_ASSIGNMENT_
Please give the data again in full, exactly as provided.
Segment Start: AVAILABLE RECORDS
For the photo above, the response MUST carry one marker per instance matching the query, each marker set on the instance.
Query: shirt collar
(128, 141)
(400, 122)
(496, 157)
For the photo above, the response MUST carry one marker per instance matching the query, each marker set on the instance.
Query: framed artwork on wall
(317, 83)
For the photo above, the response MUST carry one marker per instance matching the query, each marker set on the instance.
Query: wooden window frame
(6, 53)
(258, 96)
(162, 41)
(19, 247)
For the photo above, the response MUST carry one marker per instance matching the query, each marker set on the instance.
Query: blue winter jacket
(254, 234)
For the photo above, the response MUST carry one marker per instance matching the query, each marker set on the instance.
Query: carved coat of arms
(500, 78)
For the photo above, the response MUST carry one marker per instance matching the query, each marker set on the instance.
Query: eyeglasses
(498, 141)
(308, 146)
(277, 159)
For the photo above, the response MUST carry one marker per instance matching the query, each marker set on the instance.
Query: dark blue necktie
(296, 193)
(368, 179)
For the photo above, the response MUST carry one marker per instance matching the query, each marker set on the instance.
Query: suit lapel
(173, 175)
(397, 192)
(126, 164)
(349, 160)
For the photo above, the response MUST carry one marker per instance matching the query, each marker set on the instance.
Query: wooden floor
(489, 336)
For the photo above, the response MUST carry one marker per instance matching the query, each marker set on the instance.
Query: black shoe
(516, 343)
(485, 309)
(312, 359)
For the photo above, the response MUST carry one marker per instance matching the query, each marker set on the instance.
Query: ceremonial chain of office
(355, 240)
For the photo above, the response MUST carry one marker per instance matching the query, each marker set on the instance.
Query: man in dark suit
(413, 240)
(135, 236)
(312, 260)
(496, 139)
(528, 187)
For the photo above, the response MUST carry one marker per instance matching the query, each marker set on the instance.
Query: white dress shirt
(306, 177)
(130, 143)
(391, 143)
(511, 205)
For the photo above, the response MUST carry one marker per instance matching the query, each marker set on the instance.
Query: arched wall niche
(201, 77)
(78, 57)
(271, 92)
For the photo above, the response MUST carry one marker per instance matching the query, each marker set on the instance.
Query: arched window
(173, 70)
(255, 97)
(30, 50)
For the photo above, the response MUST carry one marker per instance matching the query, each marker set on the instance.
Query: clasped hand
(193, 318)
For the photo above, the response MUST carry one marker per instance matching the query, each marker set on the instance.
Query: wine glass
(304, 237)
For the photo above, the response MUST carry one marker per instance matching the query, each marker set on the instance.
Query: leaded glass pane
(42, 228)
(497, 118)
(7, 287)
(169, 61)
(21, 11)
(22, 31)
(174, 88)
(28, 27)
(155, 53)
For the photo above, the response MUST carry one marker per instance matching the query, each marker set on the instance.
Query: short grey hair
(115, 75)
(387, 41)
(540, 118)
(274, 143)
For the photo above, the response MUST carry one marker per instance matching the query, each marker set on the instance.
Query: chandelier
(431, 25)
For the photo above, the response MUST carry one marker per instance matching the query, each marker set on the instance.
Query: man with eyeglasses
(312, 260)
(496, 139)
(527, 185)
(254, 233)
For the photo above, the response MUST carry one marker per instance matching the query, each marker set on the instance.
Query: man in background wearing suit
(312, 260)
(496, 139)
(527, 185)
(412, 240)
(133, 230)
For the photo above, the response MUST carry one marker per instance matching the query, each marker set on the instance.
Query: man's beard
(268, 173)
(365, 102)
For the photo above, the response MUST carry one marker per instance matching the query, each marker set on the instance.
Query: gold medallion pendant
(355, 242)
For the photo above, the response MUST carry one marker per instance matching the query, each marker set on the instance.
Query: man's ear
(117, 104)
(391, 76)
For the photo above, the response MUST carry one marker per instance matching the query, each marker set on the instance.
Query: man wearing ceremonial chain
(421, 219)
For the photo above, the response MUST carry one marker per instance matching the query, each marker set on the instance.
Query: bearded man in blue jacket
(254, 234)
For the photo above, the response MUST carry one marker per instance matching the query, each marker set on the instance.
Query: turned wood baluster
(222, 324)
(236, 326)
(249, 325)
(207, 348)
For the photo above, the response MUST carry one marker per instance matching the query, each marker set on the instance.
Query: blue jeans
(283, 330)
Segment End: AVAILABLE RECORDS
_ANSWER BOX_
For the photo above, the response MUST carry one marker per instance matching the query, each marker set on the instance.
Query: shirt collar
(128, 141)
(400, 122)
(496, 157)
For the photo above, the response MUST carry one marker per instance matching the query, each marker set on the instance.
Query: framed artwork on wall
(317, 83)
For the photo above, the response MUST carry one marker per instance matching the query, each marker set on the instance.
Query: wooden window frame
(6, 53)
(258, 96)
(162, 41)
(19, 247)
For the photo above, the response MUST carry one marker per instance matching the query, each marker set on the instance.
Query: blue winter jacket
(254, 234)
For the photo above, the response MUST carry one marker per instance matching the query, each marker set on the instance.
Query: carved coat of arms
(500, 78)
For the photo above, the response MUST carry one marker per instance matching the query, each marker set on the instance.
Query: eyeglasses
(498, 141)
(308, 146)
(277, 159)
For the photo above, the response MUST carry one marker per instance matching the query, each marker set on the instance.
Query: dark blue necktie
(296, 193)
(368, 179)
For the photo above, the response MUST carry one marker per instance matching the query, each marker set on the instance.
Query: suit lapel
(173, 175)
(397, 192)
(126, 164)
(349, 160)
For the photo above, the response MUST carry one marker per instance matching the query, each marker set on the instance.
Query: wooden floor
(489, 336)
For the photo above, the response MUST carry one marker per instance matching the query, each marker set on the instance.
Query: black shoe
(516, 343)
(485, 309)
(312, 359)
For the photo above, the response MUST carry one marker per instance matching the query, each marker set on the instance.
Query: ceremonial chain of office
(355, 240)
For the photo above, the response MUST carry one marker per instance matching the query, each marker set on the instance.
Query: man in dark suit
(413, 240)
(135, 236)
(312, 260)
(496, 139)
(528, 187)
For the photo above, the response MUST carry one marker per instance matching the query, each marker set on the instance.
Query: white dress shirt
(306, 177)
(130, 143)
(391, 143)
(511, 205)
For the photo above, the response MUST carry one marker per instance matching the query, each marker set on the instance.
Query: arched wall niche
(201, 77)
(78, 57)
(271, 92)
For the photo above, the response MUST carry one marker per instance matching the query, each marker set on the instance.
Query: arched window
(173, 70)
(255, 97)
(30, 50)
For the photo above, the response MUST carry one marker per instance matching the query, each marker set on the instance.
Query: clasped hand
(193, 318)
For the photo above, the response MUST carry one marker per instance matching the query, each marker set on the instance.
Query: wine glass
(304, 237)
For the photo above, the response MUST carry one marker per instance matching the query, each marker set on the instance.
Query: leaded glass pane
(42, 228)
(497, 118)
(7, 287)
(169, 61)
(21, 11)
(22, 31)
(174, 88)
(28, 27)
(155, 53)
For the photo above, the response MUST carry one marker per instance matching the query, each marker set on the instance.
Query: short grey hair
(115, 75)
(387, 41)
(540, 118)
(274, 143)
For the photo above, the response MUST carry one marker per instance matching the query, each marker set on the instance.
Query: chandelier
(431, 25)
For the photo above, the response MUST carry one marker per instance matching the query, each marker set on the instance.
Query: man with eyeglasses
(312, 260)
(496, 139)
(527, 185)
(254, 233)
For the photo above, the response MUST carry one marker per instance matching the query, each marker set on the instance.
Query: man in background wearing suit
(312, 260)
(496, 139)
(527, 185)
(412, 240)
(133, 230)
For the photo above, the response MUST carry one marker per instance matching the query, each marker set on the instance.
Query: man's beard
(268, 173)
(365, 102)
For the photo above, the response MUST carry one marker per instance matching the query, each marker set on the instance.
Query: gold medallion pendant
(355, 242)
For the photo above, the response MUST carry one marker per instance matching the query, each marker set on the instance.
Query: man's ear
(117, 104)
(391, 76)
For the photo above, the response MUST carry one marker per instance matching the query, each marker set on the instance.
Query: man wearing ceremonial chain
(421, 219)
For the photo above, the response MUST carry one marker per instance matching the query, each marker set on the instance.
Query: bearded man in blue jacket
(254, 234)
For the photo above, the response MUST carry one marker per instance matching the query, each marker set on the instance.
Query: turned wood baluster
(222, 324)
(236, 326)
(249, 325)
(207, 348)
For the photo above, the response MUST carry one marker per instance matching the query, each marker set on the instance.
Query: blue jeans
(283, 330)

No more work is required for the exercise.